People of the State of New York New York Central Hudson River Railroad Company v. Nathan Miller Nos 81, 82 Same v. Otto Kelsey Nos 586, 587 588

Decision Date28 May 1906
Docket Number586,588,82,Nos. 81,587,s. 81
Citation26 S.Ct. 714,50 L.Ed. 1155,202 U.S. 584
PartiesPEOPLE OF THE STATE OF NEW YORK upon the Relation of the NEW YORK CENTRAL & HUDSON RIVER RAILROAD COMPANY, Plff. in Err. , v. NATHAN L. MILLER, as Comptroller of the State of New York. NOS 81, 82. SAME v. OTTO KELSEY, as Comptroller of the State of New York. NOS 586, 587, 588
CourtU.S. Supreme Court

Messrs. Albert H. Harris, Ira A. Place, and Thomas Emery for plaintiff in error.

[Argument of Counsel from pages 585-590 intentionally omitted] Messrs. Julius M. Mayer and Horace McGuire for defendant in error.

REQUIRED WORK:
1 – Answer these questions about the case header:
(a) On what date was the case decided?
(b) Which court heard the case?
(c) Who appeared for the defendant in error?
2 – Count the lines in the records that contain the string "rabbit". Reply with the number only.

[Coordinate annotation entries]
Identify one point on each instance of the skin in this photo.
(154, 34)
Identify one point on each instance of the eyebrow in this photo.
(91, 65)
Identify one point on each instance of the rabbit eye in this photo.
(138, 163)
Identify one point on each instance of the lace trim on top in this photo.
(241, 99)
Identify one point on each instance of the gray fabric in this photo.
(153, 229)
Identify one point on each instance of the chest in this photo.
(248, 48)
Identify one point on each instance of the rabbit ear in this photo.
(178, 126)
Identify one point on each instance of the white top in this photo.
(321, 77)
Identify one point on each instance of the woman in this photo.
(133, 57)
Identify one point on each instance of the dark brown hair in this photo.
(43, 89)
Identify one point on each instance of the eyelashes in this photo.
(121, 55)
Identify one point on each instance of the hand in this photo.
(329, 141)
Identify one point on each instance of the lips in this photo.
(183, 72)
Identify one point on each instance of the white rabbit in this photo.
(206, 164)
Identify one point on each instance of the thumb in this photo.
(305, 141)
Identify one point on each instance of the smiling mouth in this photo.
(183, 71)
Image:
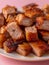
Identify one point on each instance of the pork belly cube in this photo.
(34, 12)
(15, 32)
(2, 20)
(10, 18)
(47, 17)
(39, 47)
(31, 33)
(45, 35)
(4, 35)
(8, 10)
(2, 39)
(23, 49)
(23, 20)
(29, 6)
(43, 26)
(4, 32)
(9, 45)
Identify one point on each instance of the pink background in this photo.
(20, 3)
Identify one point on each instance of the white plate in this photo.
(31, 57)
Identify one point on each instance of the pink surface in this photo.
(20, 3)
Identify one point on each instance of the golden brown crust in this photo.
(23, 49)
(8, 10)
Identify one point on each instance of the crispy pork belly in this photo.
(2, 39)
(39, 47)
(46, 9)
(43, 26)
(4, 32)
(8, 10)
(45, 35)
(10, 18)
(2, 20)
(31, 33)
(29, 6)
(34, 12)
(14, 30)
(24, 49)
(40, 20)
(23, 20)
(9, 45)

--

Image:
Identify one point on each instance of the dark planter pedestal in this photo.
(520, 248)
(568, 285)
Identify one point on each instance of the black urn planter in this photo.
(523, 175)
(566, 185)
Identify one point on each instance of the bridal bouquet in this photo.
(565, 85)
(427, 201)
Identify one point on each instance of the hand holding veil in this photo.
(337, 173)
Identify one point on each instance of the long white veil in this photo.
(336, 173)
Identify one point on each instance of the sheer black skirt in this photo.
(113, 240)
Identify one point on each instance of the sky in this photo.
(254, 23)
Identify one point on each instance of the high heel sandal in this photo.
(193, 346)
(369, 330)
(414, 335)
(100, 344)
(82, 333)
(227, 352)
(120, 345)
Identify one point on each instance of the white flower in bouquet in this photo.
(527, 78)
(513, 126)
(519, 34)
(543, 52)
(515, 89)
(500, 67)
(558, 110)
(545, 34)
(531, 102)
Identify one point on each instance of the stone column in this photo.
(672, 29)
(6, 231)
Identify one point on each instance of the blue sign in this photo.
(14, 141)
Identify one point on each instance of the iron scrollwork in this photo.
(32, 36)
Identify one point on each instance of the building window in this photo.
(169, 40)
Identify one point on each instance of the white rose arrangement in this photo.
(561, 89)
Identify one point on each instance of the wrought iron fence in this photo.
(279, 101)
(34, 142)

ANSWERS TO THE PROBLEMS:
1 –
(a) 28 May 1906
(b) U.S. Supreme Court
(c) Julius M. Mayer and Horace McGuire

2 – 3